◆ Directions for this task
Go through the following data and transcribe exactly the stretch of lines from the one holding "Query: sky above stadium" to the one holding "Query: medal on lanyard", both included.

◆ Records to process
╭──

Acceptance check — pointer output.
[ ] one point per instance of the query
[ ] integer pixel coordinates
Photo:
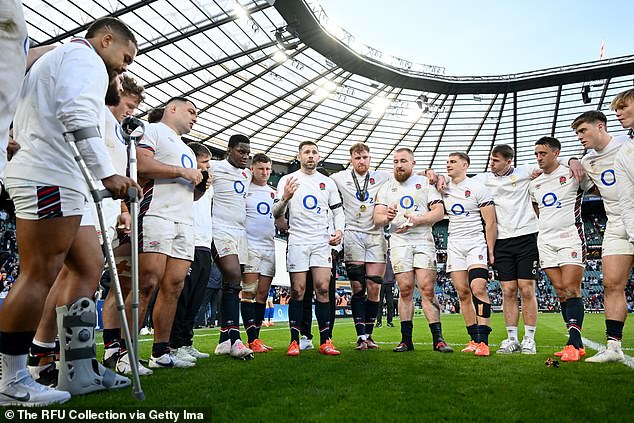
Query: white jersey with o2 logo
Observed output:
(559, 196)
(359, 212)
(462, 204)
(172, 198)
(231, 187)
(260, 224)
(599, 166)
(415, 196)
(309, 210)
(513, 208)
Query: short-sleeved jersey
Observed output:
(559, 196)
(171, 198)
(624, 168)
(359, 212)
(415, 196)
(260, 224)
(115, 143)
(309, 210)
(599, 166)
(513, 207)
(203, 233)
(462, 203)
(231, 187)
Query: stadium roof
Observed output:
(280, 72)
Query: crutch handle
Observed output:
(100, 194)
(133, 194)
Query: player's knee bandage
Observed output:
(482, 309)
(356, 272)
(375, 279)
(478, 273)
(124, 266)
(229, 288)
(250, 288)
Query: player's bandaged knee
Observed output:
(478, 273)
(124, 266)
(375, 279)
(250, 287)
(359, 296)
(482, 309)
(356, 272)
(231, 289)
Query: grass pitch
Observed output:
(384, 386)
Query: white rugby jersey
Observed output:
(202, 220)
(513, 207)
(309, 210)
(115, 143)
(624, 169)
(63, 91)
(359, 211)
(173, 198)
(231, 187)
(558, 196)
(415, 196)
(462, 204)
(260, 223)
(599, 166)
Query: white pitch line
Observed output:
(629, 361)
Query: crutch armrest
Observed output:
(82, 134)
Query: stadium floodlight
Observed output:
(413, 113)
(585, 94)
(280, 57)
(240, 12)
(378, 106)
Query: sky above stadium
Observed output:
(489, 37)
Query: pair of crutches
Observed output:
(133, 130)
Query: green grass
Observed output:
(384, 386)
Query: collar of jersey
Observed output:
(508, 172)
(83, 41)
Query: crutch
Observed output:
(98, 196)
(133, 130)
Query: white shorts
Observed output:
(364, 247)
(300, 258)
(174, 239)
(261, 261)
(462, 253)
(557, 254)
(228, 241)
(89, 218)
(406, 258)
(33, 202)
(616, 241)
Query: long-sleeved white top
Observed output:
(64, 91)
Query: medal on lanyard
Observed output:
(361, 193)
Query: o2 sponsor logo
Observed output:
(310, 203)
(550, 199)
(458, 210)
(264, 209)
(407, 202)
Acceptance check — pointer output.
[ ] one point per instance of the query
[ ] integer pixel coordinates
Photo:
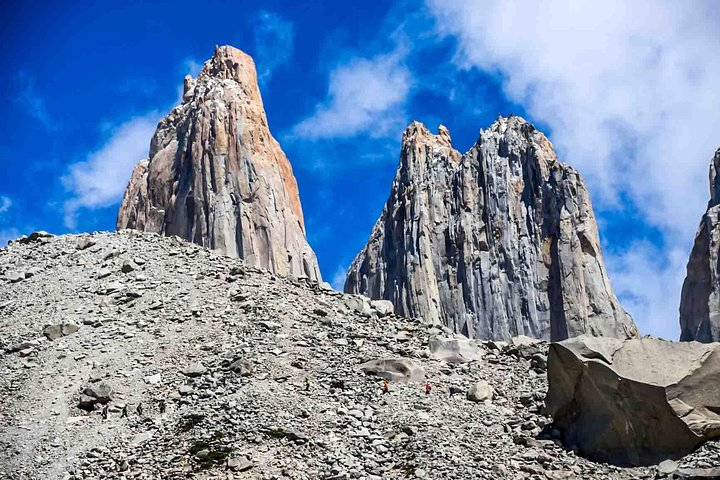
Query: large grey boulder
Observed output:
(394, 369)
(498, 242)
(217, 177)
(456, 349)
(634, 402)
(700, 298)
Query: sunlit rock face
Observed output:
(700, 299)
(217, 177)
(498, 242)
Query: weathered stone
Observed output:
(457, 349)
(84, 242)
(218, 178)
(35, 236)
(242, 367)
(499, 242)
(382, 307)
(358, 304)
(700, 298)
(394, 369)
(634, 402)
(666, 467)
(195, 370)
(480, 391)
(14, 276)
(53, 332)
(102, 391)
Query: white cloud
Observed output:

╰──
╭──

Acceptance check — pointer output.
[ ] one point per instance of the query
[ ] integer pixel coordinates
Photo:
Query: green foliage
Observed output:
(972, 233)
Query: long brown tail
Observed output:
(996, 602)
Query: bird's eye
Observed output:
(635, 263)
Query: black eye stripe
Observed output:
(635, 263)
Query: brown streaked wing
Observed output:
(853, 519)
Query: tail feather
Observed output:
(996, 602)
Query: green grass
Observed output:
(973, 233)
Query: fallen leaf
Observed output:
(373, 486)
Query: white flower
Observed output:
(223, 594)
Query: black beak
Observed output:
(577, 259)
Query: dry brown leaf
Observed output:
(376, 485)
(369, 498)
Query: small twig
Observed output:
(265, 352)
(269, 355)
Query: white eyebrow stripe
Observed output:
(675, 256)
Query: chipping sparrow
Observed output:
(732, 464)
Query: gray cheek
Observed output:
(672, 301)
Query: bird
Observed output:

╰──

◆ Solution to this exercise
Query: sky above stadium
Observed output:
(489, 37)
Query: pair of crutches
Observed output:
(133, 130)
Query: green grass
Observed output:
(384, 386)
Query: collar of jersey
Observed output:
(508, 172)
(83, 41)
Query: crutch
Observed output:
(98, 196)
(133, 130)
Query: white shorts
Observed output:
(364, 247)
(300, 258)
(174, 239)
(261, 261)
(462, 253)
(557, 254)
(228, 241)
(89, 218)
(406, 258)
(33, 202)
(616, 241)
Query: long-sleeved white top
Observed output:
(64, 91)
Query: medal on lanyard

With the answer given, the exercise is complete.